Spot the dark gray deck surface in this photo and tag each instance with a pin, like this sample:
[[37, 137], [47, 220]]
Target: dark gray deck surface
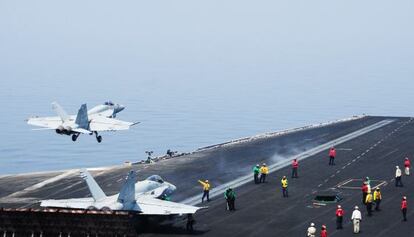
[[261, 209]]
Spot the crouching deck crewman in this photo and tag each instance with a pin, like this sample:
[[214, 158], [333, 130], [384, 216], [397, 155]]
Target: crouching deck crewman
[[263, 173], [206, 190], [230, 197]]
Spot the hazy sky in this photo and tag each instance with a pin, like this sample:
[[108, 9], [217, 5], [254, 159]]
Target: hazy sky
[[90, 41]]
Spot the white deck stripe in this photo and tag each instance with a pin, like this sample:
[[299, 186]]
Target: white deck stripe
[[219, 190]]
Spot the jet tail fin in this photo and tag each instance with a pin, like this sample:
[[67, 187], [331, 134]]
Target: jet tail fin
[[82, 118], [60, 111], [94, 188], [127, 194]]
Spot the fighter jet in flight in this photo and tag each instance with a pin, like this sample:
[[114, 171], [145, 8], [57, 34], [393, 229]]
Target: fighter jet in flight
[[98, 119], [144, 197]]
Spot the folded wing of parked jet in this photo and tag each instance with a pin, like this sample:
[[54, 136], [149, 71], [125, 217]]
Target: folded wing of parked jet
[[98, 119], [127, 199]]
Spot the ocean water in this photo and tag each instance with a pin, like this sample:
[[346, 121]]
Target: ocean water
[[195, 74]]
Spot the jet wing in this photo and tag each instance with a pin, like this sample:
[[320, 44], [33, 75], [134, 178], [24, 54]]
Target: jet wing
[[105, 113], [100, 123], [45, 122], [154, 206], [79, 203]]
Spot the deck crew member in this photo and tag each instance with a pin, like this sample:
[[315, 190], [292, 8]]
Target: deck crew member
[[377, 199], [398, 174], [324, 233], [404, 208], [311, 230], [339, 217], [263, 172], [332, 155], [364, 190], [295, 165], [256, 171], [284, 183], [368, 203], [407, 166], [206, 190], [356, 219], [230, 197], [190, 222]]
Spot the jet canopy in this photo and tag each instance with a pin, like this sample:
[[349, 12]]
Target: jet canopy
[[156, 178], [109, 103]]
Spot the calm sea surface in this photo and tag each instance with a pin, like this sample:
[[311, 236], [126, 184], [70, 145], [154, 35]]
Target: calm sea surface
[[179, 115], [195, 73]]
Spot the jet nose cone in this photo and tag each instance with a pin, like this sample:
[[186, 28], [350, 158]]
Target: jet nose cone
[[118, 108], [171, 188]]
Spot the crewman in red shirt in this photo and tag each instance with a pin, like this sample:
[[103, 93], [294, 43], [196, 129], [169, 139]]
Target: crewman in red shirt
[[339, 217], [407, 165], [364, 191], [404, 208], [295, 165], [332, 155], [324, 233]]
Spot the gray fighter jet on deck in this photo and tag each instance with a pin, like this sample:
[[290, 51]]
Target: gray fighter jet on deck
[[143, 197], [98, 119]]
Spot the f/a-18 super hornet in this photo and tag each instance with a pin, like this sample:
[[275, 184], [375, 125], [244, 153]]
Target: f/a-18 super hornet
[[146, 197], [98, 119]]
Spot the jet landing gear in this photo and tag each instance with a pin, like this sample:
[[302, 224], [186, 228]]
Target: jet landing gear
[[74, 137], [98, 138]]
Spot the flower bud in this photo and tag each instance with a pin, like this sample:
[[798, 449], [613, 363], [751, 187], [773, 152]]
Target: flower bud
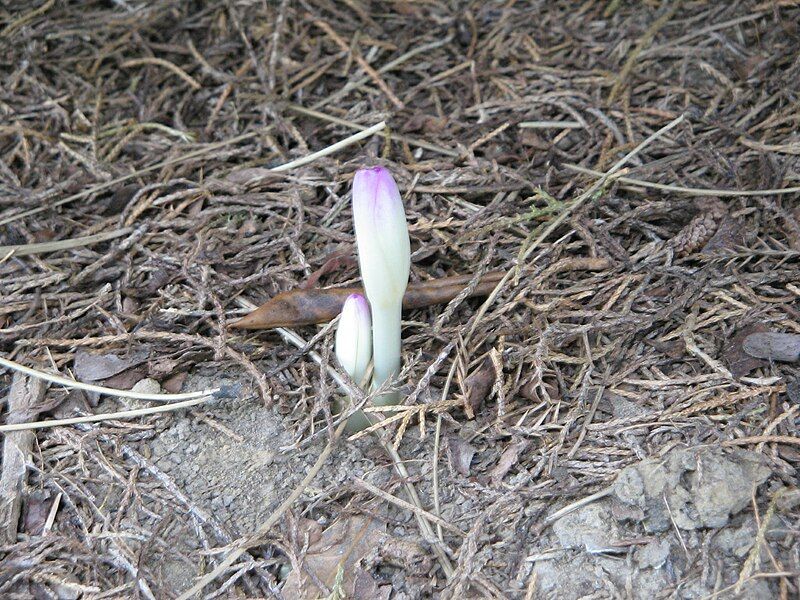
[[384, 256], [384, 251], [354, 337]]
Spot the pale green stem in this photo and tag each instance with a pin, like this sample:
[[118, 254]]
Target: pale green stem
[[386, 349]]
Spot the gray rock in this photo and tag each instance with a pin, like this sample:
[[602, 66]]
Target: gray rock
[[694, 488], [653, 555], [591, 528]]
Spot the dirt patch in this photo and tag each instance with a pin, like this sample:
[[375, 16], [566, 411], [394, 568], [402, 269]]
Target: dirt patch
[[630, 169]]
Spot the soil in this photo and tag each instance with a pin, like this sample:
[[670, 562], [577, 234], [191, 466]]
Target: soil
[[596, 428]]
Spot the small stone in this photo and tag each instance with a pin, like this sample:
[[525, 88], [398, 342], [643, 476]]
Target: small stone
[[653, 555], [146, 386]]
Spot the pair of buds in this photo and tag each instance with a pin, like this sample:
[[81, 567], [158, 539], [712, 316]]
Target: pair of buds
[[369, 328]]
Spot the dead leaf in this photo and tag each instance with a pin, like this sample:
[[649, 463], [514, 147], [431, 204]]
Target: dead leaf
[[246, 175], [346, 542], [409, 556], [728, 236], [161, 368], [335, 261], [127, 379], [365, 586], [783, 347], [37, 507], [459, 455], [739, 362], [174, 384], [97, 367], [793, 390], [508, 459], [674, 349], [308, 307], [477, 386]]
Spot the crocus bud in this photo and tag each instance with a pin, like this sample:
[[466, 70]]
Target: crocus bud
[[384, 256], [354, 337], [384, 251]]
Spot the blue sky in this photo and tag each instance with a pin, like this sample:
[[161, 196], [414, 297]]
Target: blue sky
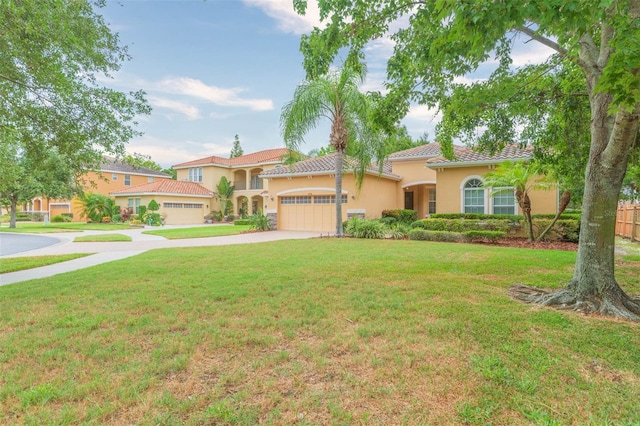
[[216, 68]]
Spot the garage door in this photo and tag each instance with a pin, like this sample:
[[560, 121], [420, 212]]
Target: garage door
[[307, 213]]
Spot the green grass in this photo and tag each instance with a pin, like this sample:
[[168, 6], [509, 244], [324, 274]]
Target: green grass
[[102, 238], [200, 231], [12, 264], [41, 228], [322, 331]]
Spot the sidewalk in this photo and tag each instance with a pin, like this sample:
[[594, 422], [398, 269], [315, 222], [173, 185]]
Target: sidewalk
[[108, 252]]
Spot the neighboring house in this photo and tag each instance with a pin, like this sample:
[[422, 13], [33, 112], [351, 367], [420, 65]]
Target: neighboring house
[[111, 176], [180, 202], [300, 198], [243, 172]]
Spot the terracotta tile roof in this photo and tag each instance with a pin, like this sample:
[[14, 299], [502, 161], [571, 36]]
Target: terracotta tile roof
[[172, 187], [110, 164], [266, 156], [469, 157], [423, 151], [324, 165]]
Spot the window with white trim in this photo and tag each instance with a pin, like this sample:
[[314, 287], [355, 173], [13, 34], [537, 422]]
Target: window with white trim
[[195, 174], [504, 201], [473, 196]]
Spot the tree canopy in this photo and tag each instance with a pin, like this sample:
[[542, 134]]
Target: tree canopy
[[596, 62]]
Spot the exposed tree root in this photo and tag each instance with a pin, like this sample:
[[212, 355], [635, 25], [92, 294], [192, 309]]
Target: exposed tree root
[[616, 305]]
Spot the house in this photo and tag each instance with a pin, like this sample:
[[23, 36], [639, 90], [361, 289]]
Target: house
[[112, 175], [180, 202], [243, 172]]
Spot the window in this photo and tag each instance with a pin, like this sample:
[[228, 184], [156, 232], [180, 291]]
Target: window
[[195, 174], [432, 201], [473, 196], [134, 205], [504, 201]]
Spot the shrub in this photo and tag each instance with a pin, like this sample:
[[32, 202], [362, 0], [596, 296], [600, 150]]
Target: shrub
[[401, 215], [425, 235], [487, 236], [564, 229], [259, 222]]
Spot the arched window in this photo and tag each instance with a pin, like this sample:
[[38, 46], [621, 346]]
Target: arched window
[[474, 196]]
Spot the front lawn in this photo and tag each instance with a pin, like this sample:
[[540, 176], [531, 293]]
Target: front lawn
[[200, 231], [315, 332]]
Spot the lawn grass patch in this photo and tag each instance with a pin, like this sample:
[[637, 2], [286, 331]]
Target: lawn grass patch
[[200, 231], [101, 238], [320, 331], [13, 264]]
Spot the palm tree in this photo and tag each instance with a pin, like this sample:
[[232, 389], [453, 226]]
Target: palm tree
[[521, 178], [333, 96]]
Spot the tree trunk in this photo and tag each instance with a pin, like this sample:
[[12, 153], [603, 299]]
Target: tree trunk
[[339, 161]]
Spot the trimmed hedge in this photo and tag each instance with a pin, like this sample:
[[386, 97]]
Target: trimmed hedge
[[463, 225], [487, 236]]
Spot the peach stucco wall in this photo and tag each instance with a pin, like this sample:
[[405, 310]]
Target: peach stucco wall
[[449, 193]]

────────

> Written instruction
Can you repeat the rows, starting at the beginning and ending at the line that contains "[[219, 190]]", changing every "pin" to "marker" and keeping everything else the same? Leave the pictures out of your answer.

> Answer to this exercise
Spot the dark gray deck surface in this photo and tag each instance with a marker, like this sample:
[[37, 137], [47, 220]]
Target: dark gray deck surface
[[261, 209]]
Spot the crouching deck crewman in this photo and tag each instance with a marker, like this sample:
[[214, 158], [333, 130], [384, 216], [397, 155]]
Target: crouching deck crewman
[[263, 173], [206, 190], [230, 197]]
Spot the hazy sky in this photo and tag each instance with a marker, like this sample:
[[108, 9], [217, 5], [254, 159]]
Target: hazy sky
[[90, 41]]
Spot the white deck stripe in this photo and tag each instance with a marker, like this sample:
[[299, 186]]
Target: white deck stripe
[[219, 190]]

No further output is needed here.